Required action: The listing below contains a span that opens with the line containing "# indicate a point on every instance of the tree" and closes with the line containing "# indicate a point on every instance of the white". Return that span exactly.

Record set:

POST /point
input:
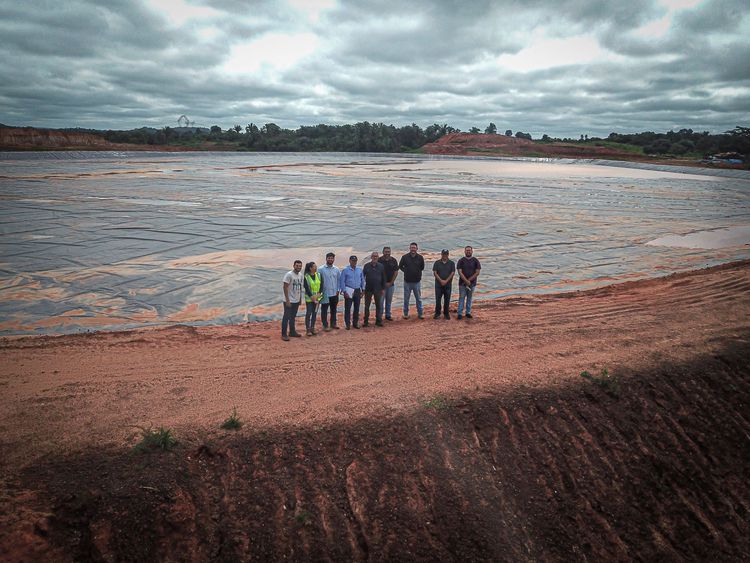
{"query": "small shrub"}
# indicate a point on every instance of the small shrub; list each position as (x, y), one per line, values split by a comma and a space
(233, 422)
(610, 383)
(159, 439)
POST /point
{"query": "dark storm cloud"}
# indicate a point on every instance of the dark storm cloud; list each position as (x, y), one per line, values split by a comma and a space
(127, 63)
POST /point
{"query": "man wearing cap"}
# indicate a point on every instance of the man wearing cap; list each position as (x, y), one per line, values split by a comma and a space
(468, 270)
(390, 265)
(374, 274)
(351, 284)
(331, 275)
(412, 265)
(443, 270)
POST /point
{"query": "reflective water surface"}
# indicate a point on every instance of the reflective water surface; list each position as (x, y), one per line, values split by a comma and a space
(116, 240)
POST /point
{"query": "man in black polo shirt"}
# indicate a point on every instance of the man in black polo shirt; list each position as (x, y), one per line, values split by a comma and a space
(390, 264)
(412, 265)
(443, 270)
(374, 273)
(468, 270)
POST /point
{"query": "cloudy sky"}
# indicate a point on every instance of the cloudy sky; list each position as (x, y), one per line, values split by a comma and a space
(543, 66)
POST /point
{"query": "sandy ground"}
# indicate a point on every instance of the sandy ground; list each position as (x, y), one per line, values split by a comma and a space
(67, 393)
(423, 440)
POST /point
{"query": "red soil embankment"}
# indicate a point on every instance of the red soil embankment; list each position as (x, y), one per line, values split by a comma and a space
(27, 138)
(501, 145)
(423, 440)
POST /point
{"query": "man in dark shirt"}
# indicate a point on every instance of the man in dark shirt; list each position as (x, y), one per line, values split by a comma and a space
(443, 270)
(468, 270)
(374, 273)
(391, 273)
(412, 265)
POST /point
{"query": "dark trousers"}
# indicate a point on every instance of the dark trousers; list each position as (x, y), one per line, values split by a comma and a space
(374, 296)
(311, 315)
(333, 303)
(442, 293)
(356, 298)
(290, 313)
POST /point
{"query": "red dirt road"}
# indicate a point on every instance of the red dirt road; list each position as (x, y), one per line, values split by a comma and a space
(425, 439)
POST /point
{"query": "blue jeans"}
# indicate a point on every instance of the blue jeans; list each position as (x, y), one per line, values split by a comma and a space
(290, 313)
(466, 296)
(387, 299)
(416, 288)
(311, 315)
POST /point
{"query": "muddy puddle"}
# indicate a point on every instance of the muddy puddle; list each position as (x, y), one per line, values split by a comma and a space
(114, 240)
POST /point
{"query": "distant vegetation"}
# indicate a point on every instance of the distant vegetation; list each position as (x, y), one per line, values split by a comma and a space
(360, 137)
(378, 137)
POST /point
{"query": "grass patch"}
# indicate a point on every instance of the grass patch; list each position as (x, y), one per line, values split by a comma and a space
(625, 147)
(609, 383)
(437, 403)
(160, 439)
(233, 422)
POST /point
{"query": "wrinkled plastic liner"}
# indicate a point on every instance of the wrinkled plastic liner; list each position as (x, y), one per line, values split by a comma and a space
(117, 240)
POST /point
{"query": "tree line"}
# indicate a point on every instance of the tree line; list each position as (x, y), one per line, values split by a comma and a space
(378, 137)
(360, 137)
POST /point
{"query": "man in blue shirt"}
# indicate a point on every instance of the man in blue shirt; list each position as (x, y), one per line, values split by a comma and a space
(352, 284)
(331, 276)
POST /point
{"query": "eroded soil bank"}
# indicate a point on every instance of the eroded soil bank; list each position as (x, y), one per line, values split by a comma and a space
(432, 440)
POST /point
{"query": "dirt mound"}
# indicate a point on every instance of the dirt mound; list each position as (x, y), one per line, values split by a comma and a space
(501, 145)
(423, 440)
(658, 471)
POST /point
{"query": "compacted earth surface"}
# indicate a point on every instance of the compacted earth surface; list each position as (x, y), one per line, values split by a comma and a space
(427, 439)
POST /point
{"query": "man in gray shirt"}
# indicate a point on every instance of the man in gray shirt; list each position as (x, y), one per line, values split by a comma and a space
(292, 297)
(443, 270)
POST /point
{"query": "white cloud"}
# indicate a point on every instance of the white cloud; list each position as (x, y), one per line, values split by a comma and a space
==
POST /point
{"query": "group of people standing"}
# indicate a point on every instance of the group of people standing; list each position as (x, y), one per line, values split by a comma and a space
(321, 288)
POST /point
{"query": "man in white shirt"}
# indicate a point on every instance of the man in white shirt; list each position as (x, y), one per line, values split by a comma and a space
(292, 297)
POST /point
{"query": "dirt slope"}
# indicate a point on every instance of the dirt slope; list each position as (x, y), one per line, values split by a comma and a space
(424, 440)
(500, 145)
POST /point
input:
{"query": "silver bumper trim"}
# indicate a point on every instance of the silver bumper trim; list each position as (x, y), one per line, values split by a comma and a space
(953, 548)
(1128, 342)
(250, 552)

Output for this task:
# indicate a point on every instance of the tree line; list each position as (x, y), one per line, values split by a comma and a space
(378, 137)
(360, 137)
POST /point
{"query": "man in blue shirt"}
# indicate a point on every instance of the man in blue shirt; list each position as (x, y), one per line, values split by a comma and a space
(352, 284)
(331, 276)
POST /point
{"query": "eroded soil bank"}
# indicate a point on every instance of the eroded soil bank; list each position as (x, y), one per line, values split by a comma and a space
(432, 440)
POST /point
{"query": "dirt mound"}
# indicate a point on every instance of the dirt mound; list each position as (x, y), one per line, values split by a comma and a space
(501, 145)
(423, 440)
(658, 471)
POST /point
{"query": "compacted earth surface"}
# indicate a point on every instance of the compacted earth surface; list each position as (x, y), one per line, values split by a comma and a space
(427, 439)
POST /point
{"query": "man in gray shirt"}
# indicate a point on every instance of the man in gray shirt; list each position as (x, y), one per line, values split by a comma and a space
(292, 297)
(443, 270)
POST /point
{"query": "white cloud"}
# indicate a point on every instance of the white cloud; list each position as (x, y), one per line, values split by a comma and a space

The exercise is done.